SELECTED EXCERPT -
I'm doing SMaSH (Single Malt and Single Hops) recipes to find out what my system will produce. I just run the plan, take good measurements and notes, and enjoy what comes out at the end of the pipeline.

Your off by 0.006, I'd be pleased with that! Just boil for an extra 15-30 min, adjust your hop schedule for the extended boil (eg. just boil the wort without hops in it, then start your additions as planned.) and end up with less finished beer (eg. 4.5 gal instead of 5.0.)

Cheers.
 
I'm a newbie at all-grain. This is my third batch, the first being a huge mistake. I have done plenty of extract brewing.

Your efficiency will probably improve as you repeat and refine your process. In the meantime Hex' suggestions will work well.
 
Where are you getting your grain crushed? Many places will allow you adjust the crush, or will crush it twice. A finer crush will generally increase efficiency.

You can also simply add more grain to the recipe, or enter a lower efficiency into beersmith or other software and it will allow you to add grain to get the OG you desire for your given boil time.

I'd shoot for 70% or higher. I don't think it's that difficult to achieve. But if you think that the little bit extra it costs to run at 60% is no big deal, then just run at 60%. It won't hurt the flavor of your beer any.

PROBLEM SET -
- a) According to the homebrewing discussion, what efficiency should the brewer aim for?
- b) Retype the portion of the homebrewing discussion that begins with the words containing "I'm a newbie" and ends with "will work well.".
- c) Extend the homebrewing discussion, continuing past its final sentence.

(Dataset entries)
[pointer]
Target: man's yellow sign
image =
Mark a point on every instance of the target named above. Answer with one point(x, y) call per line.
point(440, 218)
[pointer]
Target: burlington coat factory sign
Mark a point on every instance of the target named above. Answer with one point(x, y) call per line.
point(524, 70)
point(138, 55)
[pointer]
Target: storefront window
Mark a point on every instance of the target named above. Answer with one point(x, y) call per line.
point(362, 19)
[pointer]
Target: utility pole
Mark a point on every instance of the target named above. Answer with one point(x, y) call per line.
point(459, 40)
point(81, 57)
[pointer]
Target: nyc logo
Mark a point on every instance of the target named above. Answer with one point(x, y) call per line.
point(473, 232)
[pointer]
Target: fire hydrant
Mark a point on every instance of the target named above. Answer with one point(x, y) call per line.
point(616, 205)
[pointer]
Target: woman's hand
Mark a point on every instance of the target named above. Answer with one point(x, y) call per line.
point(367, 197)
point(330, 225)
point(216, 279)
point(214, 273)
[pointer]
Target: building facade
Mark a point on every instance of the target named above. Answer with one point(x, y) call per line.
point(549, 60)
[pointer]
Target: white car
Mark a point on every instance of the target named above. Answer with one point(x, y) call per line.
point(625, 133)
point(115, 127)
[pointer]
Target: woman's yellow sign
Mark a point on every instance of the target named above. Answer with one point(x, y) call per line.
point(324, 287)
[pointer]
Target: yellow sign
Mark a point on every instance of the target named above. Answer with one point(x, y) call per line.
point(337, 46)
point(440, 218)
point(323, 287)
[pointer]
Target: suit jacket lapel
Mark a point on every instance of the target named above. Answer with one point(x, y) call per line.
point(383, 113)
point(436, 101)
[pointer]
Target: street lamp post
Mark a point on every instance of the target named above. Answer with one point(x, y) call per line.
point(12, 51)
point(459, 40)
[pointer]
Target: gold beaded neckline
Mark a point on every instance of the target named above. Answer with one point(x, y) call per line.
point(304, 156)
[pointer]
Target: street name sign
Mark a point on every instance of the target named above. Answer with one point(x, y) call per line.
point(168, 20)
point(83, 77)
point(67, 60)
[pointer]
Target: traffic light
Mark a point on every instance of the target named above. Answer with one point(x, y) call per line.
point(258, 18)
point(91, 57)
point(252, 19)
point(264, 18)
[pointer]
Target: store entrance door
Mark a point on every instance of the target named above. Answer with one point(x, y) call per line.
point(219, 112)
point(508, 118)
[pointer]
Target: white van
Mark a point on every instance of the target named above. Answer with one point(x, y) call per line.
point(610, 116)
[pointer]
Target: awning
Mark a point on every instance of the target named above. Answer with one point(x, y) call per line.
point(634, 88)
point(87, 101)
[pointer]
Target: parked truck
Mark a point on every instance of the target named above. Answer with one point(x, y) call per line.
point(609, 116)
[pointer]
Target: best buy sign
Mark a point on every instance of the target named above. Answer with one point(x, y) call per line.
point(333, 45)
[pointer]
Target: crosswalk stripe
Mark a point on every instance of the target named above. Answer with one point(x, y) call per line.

ANSWERS PER TASK -
- a) 70% or higher.

- b)
I'm a newbie at all-grain. This is my third batch, the first being a huge mistake. I have done plenty of extract brewing.

Your efficiency will probably improve as you repeat and refine your process. In the meantime Hex' suggestions will work well.

- c)
Where are you getting your grain crushed? Many places will allow you adjust the crush, or will crush it twice. A finer crush will generally increase efficiency....

Depends on mash and lauter setup. Direct fire mash, and fly sparge lauter leaves only hull and germ behind, same with decoction. I do not think that my efficiency would improve one bit with a different grind.
 
Depends on mash and lauter setup. Direct fire mash, and fly sparge lauter leaves only hull and germ behind, same with decoction. I do not think that my efficiency would improve one bit with a different grind.

You'd be surprised. That said, you may just be asking for a stuck sparge if you get too crazy. 60-70% isn't that bad, hopefully it's a bit more consistent than that. As others have said, grain is cheap. Just adjust the base grain, don't worry about the special malts.
 
Depends on mash and lauter setup. Direct fire mash, and fly sparge lauter leaves only hull and germ behind, same with decoction. I do not think that my efficiency would improve one bit with a different grind.

what about grinding with a rolling pin?
 
Focus on your crush, mash temps, mash size, pH (enzymatic activity), is your hydrometer calibrated correctly, sparge time, mash time... lots to go crazy over!! or up your grain #...
 
Check out the stickies. I Fly Sparge and tried the 'Hybrid Fly Sparge Technique'. I saw a nice bump after using it. I don't batch sparge but I would venture to guess that the sticky on batch spargin would help you increase as well.
 
Well I can think of one thing I haven't been doing: When i add my sparge water I haven't been stirring the grain bed. We'll see what happens next weekend.
 
Well I can think of one thing I haven't been doing: When i add my sparge water I haven't been stirring the grain bed. We'll see what happens next weekend.

if your batch sparging... which I do. def give a stir and wait about 10min or so for the bed to settle, vaurlof (spelling), and drain.
 
Yeah, stirring, big difference in technique, constant stirring a direct fire mash (high conversion of starch to sugar) vs. static infusion mash (questionable and uneven conversion of starch to sugar).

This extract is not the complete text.